> _Work to complete_: Reproduce the closing part of the entries exactly: the line with "Mark each instance of the white" and all lines after it, ending with the last line, and nothing else.

===============

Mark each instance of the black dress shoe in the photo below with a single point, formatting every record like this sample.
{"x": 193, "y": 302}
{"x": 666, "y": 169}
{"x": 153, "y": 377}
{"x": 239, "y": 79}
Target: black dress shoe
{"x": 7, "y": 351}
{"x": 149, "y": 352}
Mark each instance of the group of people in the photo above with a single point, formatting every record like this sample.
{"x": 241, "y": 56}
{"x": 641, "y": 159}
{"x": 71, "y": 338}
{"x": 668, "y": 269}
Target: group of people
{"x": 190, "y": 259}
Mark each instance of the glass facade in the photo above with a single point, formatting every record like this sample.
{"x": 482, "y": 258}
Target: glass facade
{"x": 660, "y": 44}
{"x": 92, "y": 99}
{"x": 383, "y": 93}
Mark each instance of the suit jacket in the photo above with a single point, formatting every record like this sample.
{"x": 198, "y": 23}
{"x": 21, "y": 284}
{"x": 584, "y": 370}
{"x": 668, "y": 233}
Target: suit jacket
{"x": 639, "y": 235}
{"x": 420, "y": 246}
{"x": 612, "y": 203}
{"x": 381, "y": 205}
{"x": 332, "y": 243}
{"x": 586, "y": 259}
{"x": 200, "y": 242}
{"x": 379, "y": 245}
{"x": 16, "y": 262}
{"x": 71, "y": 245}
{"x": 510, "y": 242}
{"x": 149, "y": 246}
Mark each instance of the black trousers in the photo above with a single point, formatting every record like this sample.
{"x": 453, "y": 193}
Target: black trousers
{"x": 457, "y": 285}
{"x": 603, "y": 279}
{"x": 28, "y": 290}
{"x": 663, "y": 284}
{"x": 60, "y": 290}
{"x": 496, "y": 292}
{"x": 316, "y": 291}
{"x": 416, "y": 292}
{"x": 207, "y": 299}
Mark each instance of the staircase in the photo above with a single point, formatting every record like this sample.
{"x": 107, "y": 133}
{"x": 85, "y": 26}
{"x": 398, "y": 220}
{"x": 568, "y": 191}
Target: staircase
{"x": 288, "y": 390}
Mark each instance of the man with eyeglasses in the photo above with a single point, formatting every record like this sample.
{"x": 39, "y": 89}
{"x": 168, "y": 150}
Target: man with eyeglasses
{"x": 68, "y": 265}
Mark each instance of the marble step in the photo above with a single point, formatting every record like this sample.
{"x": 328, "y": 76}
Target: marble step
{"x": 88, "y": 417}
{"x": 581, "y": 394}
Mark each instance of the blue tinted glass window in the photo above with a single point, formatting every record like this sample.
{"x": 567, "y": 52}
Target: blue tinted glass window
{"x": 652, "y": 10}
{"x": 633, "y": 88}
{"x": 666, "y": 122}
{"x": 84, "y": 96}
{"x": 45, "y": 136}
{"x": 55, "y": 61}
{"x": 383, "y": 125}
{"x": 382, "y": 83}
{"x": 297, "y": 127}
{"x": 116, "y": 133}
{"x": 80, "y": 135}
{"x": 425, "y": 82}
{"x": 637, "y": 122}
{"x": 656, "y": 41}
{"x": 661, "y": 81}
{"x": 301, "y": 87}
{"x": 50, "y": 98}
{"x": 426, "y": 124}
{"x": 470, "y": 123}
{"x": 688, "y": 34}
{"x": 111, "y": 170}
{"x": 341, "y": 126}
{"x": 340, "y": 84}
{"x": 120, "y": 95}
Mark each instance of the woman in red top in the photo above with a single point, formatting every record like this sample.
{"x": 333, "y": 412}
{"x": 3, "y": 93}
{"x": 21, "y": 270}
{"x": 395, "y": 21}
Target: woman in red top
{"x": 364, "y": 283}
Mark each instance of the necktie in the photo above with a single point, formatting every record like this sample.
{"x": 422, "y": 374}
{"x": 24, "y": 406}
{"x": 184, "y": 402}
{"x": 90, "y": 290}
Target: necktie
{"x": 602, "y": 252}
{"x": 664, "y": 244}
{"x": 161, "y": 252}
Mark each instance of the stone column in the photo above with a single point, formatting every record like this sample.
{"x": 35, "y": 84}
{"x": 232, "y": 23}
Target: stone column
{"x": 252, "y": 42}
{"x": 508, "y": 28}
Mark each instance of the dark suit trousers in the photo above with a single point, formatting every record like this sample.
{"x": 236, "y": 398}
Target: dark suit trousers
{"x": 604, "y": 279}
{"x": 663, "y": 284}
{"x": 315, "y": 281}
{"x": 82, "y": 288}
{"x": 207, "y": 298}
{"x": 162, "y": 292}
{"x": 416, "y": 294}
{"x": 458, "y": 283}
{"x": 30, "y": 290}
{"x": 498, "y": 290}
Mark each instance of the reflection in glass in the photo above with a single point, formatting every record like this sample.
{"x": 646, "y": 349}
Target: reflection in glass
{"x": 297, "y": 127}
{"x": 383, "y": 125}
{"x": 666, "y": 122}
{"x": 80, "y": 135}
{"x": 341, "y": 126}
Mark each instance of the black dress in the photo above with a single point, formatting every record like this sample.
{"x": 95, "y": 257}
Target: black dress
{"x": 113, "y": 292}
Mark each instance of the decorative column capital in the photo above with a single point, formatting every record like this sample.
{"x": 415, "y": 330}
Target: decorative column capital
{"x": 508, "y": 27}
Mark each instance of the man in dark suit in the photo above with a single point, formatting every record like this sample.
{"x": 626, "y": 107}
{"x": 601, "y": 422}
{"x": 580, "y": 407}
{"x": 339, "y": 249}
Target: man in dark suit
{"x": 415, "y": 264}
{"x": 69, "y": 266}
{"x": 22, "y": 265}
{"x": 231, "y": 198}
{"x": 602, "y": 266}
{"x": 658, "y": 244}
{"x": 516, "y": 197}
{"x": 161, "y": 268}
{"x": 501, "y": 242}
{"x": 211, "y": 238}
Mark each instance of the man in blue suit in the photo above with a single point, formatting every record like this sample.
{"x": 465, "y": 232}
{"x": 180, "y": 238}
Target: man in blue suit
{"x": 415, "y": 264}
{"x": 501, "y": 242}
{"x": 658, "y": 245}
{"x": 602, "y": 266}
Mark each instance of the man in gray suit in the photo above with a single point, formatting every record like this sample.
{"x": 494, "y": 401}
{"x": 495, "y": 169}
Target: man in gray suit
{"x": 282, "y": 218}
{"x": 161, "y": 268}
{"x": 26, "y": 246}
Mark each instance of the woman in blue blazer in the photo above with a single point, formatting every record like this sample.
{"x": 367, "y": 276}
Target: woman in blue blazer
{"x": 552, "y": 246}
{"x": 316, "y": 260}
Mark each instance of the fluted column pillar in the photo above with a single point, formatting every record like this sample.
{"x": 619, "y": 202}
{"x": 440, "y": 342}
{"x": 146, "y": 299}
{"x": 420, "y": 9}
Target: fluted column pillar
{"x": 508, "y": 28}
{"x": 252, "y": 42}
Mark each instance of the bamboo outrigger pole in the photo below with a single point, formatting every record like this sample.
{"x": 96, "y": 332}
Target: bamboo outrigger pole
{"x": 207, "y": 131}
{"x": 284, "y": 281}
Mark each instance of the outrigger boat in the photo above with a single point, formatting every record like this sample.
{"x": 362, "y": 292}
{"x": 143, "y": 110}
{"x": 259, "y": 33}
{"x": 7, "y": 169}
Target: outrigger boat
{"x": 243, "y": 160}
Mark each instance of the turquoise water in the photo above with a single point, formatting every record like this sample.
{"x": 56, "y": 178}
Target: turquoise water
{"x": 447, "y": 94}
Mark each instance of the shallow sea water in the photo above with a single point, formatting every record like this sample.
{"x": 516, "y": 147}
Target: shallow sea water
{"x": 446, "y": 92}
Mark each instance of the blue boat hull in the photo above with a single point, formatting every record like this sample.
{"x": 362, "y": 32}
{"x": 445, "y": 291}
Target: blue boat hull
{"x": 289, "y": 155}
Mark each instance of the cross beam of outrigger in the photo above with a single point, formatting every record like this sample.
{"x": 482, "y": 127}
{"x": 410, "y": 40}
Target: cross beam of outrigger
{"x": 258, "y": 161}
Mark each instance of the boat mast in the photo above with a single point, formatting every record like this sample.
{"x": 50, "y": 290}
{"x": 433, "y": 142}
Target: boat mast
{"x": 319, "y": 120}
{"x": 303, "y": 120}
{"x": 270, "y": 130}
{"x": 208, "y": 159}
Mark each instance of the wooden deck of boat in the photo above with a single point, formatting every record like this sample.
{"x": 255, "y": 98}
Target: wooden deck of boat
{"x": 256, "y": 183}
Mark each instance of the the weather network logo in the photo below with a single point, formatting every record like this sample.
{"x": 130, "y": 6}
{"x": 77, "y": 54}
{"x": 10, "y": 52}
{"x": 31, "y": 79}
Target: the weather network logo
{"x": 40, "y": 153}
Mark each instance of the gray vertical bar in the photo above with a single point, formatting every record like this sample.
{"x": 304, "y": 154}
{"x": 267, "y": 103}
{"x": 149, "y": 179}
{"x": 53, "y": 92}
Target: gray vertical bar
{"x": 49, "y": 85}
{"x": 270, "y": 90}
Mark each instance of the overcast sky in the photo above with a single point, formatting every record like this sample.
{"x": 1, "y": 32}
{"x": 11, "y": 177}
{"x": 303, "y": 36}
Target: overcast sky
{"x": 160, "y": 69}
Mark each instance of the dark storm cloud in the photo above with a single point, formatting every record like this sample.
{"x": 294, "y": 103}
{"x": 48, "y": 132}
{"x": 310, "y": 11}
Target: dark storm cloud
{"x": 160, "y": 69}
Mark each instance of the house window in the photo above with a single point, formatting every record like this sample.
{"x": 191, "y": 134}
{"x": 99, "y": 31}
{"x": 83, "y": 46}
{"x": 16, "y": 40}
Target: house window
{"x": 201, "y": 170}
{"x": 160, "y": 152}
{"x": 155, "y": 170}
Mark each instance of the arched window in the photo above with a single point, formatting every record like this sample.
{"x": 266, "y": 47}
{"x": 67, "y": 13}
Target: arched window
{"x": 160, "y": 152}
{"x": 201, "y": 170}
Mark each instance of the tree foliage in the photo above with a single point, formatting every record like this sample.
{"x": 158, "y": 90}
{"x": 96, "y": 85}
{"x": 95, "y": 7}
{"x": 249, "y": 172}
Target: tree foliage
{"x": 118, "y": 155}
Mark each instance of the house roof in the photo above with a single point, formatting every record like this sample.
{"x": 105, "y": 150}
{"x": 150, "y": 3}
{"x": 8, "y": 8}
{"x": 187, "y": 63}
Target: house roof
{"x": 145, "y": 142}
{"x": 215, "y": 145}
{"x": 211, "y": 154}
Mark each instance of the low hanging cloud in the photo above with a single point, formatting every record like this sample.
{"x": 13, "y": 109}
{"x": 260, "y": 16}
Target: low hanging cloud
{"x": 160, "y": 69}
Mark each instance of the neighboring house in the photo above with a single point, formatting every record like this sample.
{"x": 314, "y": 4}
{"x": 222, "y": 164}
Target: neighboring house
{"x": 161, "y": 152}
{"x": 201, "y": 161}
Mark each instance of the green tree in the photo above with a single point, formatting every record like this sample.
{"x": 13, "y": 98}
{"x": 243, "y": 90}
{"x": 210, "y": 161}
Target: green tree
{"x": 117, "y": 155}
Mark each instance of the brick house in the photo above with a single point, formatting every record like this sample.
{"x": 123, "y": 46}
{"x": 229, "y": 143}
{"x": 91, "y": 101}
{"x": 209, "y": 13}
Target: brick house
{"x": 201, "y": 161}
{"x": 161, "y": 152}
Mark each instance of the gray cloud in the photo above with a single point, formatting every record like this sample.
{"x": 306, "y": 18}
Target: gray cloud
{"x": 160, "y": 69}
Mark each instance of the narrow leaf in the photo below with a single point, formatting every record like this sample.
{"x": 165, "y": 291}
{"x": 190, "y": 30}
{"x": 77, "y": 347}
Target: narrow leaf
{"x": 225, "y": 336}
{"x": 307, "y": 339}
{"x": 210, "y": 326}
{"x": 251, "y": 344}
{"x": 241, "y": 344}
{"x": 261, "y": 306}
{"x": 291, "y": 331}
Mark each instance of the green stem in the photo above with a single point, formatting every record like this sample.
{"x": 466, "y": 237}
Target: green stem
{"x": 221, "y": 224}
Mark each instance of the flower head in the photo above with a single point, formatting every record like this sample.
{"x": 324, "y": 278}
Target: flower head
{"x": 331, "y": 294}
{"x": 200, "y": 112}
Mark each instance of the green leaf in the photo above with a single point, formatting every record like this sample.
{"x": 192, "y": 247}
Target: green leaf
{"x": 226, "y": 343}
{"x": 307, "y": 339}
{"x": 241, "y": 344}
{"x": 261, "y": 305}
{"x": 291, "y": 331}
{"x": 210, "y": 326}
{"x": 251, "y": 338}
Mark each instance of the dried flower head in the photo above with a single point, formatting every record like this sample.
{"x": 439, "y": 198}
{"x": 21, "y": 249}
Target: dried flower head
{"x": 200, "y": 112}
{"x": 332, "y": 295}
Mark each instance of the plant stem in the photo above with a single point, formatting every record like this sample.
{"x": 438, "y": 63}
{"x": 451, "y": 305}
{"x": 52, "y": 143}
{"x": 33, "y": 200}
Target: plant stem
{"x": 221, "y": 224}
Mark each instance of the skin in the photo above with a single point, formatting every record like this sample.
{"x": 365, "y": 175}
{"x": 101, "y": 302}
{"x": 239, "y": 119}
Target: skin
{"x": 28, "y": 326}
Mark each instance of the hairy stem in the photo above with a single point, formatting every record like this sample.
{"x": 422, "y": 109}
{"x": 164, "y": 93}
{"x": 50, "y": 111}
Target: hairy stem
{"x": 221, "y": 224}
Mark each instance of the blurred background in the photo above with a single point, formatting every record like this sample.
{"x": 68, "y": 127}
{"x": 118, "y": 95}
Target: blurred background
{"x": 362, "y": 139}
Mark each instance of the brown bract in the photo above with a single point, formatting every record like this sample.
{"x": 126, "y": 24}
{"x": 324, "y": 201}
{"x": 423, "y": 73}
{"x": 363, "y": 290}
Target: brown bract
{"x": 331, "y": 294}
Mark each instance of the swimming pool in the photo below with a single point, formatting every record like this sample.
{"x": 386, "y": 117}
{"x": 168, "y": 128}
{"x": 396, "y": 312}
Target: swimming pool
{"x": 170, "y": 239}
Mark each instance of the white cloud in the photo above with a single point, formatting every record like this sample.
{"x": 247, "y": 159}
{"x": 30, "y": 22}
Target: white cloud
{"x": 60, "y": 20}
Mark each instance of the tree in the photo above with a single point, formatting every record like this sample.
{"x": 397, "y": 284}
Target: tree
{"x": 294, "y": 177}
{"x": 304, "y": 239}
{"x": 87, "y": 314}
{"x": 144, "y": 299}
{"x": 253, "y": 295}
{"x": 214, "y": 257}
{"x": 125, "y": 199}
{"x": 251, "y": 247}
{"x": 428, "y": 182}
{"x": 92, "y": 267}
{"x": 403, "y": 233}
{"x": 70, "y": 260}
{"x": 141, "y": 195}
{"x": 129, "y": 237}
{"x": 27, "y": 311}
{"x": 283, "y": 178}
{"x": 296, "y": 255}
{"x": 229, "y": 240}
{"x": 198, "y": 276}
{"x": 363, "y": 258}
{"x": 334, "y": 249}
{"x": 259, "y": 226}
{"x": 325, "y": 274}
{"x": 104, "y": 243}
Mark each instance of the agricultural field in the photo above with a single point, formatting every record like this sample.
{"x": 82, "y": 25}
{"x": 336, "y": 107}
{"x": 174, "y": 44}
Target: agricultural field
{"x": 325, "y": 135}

===============

> _Solution_:
Mark each instance of the white cloud in the photo above with a single point, formatting every record like this sample.
{"x": 247, "y": 159}
{"x": 30, "y": 22}
Target: white cloud
{"x": 60, "y": 20}
Mark each instance of the tree in the photo above with a single point, formatting every record like this sample.
{"x": 397, "y": 284}
Target: tree
{"x": 294, "y": 177}
{"x": 304, "y": 239}
{"x": 87, "y": 314}
{"x": 144, "y": 299}
{"x": 253, "y": 295}
{"x": 214, "y": 257}
{"x": 125, "y": 199}
{"x": 251, "y": 247}
{"x": 428, "y": 182}
{"x": 92, "y": 267}
{"x": 403, "y": 233}
{"x": 70, "y": 260}
{"x": 141, "y": 195}
{"x": 129, "y": 237}
{"x": 27, "y": 311}
{"x": 283, "y": 178}
{"x": 296, "y": 255}
{"x": 229, "y": 240}
{"x": 198, "y": 276}
{"x": 363, "y": 258}
{"x": 334, "y": 249}
{"x": 259, "y": 226}
{"x": 325, "y": 274}
{"x": 104, "y": 243}
Mark each instance of the agricultural field in the photo above with a single point, formatting every record like this sample.
{"x": 82, "y": 25}
{"x": 336, "y": 107}
{"x": 174, "y": 44}
Target: agricultural field
{"x": 325, "y": 135}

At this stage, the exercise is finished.